[Opening Information provided section]

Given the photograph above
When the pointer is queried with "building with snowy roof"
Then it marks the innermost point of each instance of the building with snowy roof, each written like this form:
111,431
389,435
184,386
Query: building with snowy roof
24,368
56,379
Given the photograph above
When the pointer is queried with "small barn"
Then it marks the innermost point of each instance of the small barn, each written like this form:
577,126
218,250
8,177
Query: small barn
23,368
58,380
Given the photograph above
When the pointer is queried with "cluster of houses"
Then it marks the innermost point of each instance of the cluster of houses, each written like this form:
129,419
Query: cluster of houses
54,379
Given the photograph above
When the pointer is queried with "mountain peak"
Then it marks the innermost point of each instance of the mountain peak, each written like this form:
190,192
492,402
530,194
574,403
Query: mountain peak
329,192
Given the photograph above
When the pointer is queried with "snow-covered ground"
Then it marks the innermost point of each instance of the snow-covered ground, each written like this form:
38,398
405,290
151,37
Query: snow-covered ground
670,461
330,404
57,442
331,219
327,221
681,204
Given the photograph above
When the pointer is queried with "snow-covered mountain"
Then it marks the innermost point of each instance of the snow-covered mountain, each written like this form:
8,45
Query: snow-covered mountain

[Closing Information provided section]

* Exercise directions: A complete, exact transcription of the data above is the required answer.

* Worked solution:
Given the photograph above
When the pointer is queried with "building with snowy roof"
Then it marks the innermost point of each instance of the building with snowy roof, each written like this form:
111,431
389,435
184,386
Query: building with snowy roof
24,368
56,379
Given the photograph above
When the pointer is queried with "small barn"
Then it marks the innermost point of each instance of the small barn, each written like this form:
577,126
218,250
8,177
Query: small barn
23,368
58,380
Given the photograph above
When the pointer is queried with "cluster of houses"
Then it marks the innermost point of each instance of the cluster of houses, each written like this form:
129,419
Query: cluster of houses
54,379
Given the photograph above
When the pointer is queried with "mountain peak"
Then it marks the innermost point of each instance of the mountain peak, each written like this form:
190,192
492,402
530,194
574,403
Query: mountain peak
329,192
Given the photograph above
When the pointer is queried with "snow-covered ground"
Then it marks the innermost point of each instance of the snow-covered ground, each written like this form:
38,398
405,290
151,37
Query: snow-covered ground
670,461
330,404
57,442
331,219
327,221
681,204
Given the photograph above
When the pointer is queried with "snow-covered mountain"
Then it marks the innermost point of each instance of the snow-covered mountain, each written like this form:
8,45
Query: snow-covered mountain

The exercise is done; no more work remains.